Data entries
::::::::::
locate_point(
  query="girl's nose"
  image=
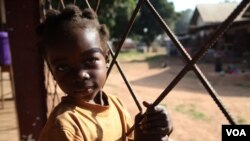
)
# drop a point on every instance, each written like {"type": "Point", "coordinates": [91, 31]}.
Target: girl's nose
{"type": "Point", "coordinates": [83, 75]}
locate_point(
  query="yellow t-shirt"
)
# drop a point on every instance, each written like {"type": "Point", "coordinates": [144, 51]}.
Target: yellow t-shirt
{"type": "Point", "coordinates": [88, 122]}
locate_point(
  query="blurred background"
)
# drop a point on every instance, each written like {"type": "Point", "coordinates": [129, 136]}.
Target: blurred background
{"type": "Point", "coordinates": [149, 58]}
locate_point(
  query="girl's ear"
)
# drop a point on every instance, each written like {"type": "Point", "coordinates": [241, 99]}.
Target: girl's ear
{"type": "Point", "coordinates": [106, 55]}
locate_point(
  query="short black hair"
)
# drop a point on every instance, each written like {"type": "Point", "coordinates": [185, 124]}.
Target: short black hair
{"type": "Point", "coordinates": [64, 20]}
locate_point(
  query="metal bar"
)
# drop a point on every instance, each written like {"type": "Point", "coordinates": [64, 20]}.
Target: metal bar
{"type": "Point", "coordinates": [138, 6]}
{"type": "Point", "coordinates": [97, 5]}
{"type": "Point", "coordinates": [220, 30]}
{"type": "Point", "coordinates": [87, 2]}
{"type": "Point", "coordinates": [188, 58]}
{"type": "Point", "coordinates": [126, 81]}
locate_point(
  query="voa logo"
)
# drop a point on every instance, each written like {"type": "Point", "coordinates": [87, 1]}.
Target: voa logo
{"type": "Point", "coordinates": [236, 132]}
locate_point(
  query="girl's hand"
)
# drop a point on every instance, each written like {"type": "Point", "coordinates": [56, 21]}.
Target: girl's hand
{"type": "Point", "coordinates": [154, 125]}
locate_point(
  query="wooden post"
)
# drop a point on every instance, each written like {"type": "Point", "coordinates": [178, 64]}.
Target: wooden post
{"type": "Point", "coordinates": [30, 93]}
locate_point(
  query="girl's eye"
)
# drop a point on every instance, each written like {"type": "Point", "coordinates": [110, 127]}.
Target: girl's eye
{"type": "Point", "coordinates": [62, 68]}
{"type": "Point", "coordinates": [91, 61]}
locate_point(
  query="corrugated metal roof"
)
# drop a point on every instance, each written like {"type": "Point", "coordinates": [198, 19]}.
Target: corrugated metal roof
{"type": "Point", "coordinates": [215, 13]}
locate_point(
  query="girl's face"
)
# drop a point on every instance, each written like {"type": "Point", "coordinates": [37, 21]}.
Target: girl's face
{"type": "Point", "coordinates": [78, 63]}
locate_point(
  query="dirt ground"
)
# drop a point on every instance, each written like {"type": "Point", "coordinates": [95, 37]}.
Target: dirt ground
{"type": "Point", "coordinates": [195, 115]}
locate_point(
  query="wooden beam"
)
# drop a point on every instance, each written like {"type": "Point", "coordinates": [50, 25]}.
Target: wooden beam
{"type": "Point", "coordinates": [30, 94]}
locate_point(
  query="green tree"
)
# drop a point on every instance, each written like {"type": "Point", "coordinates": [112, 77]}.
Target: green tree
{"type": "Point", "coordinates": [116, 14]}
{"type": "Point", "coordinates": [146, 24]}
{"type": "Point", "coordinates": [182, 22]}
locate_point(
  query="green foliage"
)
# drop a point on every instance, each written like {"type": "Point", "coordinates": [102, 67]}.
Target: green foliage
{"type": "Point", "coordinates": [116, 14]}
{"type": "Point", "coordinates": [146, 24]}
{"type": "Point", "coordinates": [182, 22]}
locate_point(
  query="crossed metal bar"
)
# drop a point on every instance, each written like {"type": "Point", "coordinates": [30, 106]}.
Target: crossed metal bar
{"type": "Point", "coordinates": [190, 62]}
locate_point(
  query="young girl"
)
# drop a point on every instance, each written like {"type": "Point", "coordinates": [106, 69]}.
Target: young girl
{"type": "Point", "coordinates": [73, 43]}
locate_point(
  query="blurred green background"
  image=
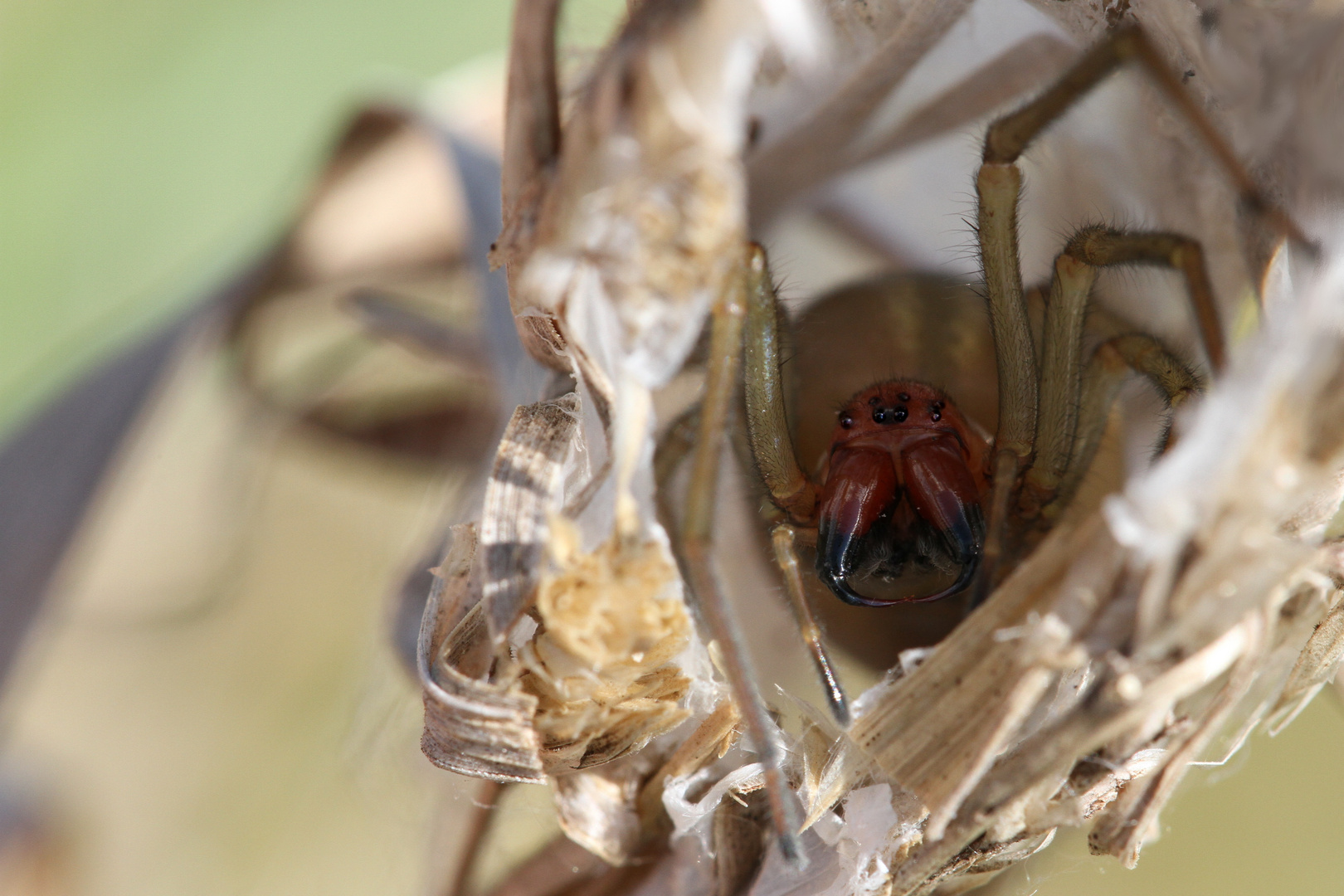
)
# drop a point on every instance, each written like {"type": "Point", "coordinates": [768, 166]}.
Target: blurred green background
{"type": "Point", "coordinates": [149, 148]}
::::::::::
**STATED EXERCISE**
Skipping the pictures, transcribe each line above exactly as it appears.

**TASK SOLUTION**
locate_point(
  query="girl's nose"
  image=
)
# drop a point on every instance, each written like {"type": "Point", "coordinates": [91, 31]}.
Target: girl's nose
{"type": "Point", "coordinates": [83, 75]}
locate_point(
  query="yellow t-shirt"
)
# drop a point on every instance, each written like {"type": "Point", "coordinates": [144, 51]}.
Target: yellow t-shirt
{"type": "Point", "coordinates": [88, 122]}
locate_point(
  query="blurred background"
)
# drop a point on every instance, each written like {"type": "Point", "coordinates": [129, 136]}.
Target: blurred background
{"type": "Point", "coordinates": [149, 58]}
locate_point(
  query="girl's ear"
)
# drop a point on every instance, each written like {"type": "Point", "coordinates": [241, 99]}.
Target: girl's ear
{"type": "Point", "coordinates": [106, 55]}
locate_point(
  query="short black hair"
)
# drop a point on every instance, each written like {"type": "Point", "coordinates": [185, 124]}.
Target: short black hair
{"type": "Point", "coordinates": [64, 20]}
locate_point(
  query="metal bar"
)
# drop a point on every instance, each written like {"type": "Point", "coordinates": [64, 20]}.
Target: metal bar
{"type": "Point", "coordinates": [138, 6]}
{"type": "Point", "coordinates": [97, 5]}
{"type": "Point", "coordinates": [220, 30]}
{"type": "Point", "coordinates": [87, 2]}
{"type": "Point", "coordinates": [188, 58]}
{"type": "Point", "coordinates": [126, 81]}
locate_point(
  query="voa logo"
)
# drop a point on every instance, each written like {"type": "Point", "coordinates": [87, 1]}.
Target: voa logo
{"type": "Point", "coordinates": [236, 132]}
locate_point(
  query="girl's hand"
)
# drop a point on every instance, each written like {"type": "Point", "coordinates": [56, 21]}.
Target: girl's hand
{"type": "Point", "coordinates": [154, 125]}
locate_point(
  query="wooden post"
)
# drop a point on every instance, each written like {"type": "Point", "coordinates": [178, 64]}.
Target: wooden post
{"type": "Point", "coordinates": [30, 93]}
locate_point(
  query="girl's eye"
)
# drop a point on every instance, each written like {"type": "Point", "coordinates": [110, 127]}.
Target: girl's eye
{"type": "Point", "coordinates": [62, 68]}
{"type": "Point", "coordinates": [91, 61]}
locate_point(
  query="corrugated metal roof"
)
# drop a point on every instance, each written like {"type": "Point", "coordinates": [198, 19]}.
Target: corrugated metal roof
{"type": "Point", "coordinates": [215, 13]}
locate_point(
  query="girl's face"
)
# drop a point on every instance, each written like {"type": "Point", "coordinates": [37, 21]}.
Target: girl's face
{"type": "Point", "coordinates": [78, 63]}
locate_point(
  query="dirt ground"
)
# drop a point on every instance, each written like {"type": "Point", "coordinates": [95, 37]}.
Target: dirt ground
{"type": "Point", "coordinates": [195, 115]}
locate_point(
  query="wooden beam"
)
# drop a point on every instance, each written like {"type": "Point", "coordinates": [50, 25]}.
Target: wooden beam
{"type": "Point", "coordinates": [30, 94]}
locate_point(
  query="green tree"
)
# drop a point on every instance, each written like {"type": "Point", "coordinates": [112, 77]}.
Target: green tree
{"type": "Point", "coordinates": [116, 14]}
{"type": "Point", "coordinates": [146, 24]}
{"type": "Point", "coordinates": [182, 22]}
locate_point(
  query="green foliage"
)
# drop a point on every instance, each written like {"type": "Point", "coordinates": [102, 67]}.
Target: green foliage
{"type": "Point", "coordinates": [116, 14]}
{"type": "Point", "coordinates": [146, 24]}
{"type": "Point", "coordinates": [182, 22]}
locate_point(
  query="crossed metal bar"
)
# drop a point on every instance, each written like {"type": "Point", "coordinates": [30, 106]}.
Target: crossed metal bar
{"type": "Point", "coordinates": [190, 62]}
locate_point(
  query="young girl"
)
# drop a point on every instance, each written like {"type": "Point", "coordinates": [106, 69]}.
Target: young girl
{"type": "Point", "coordinates": [73, 43]}
locate_point(
  query="blurred green background"
  image=
)
# drop a point on every instance, each written like {"type": "Point", "coordinates": [768, 166]}.
Target: blurred green background
{"type": "Point", "coordinates": [149, 148]}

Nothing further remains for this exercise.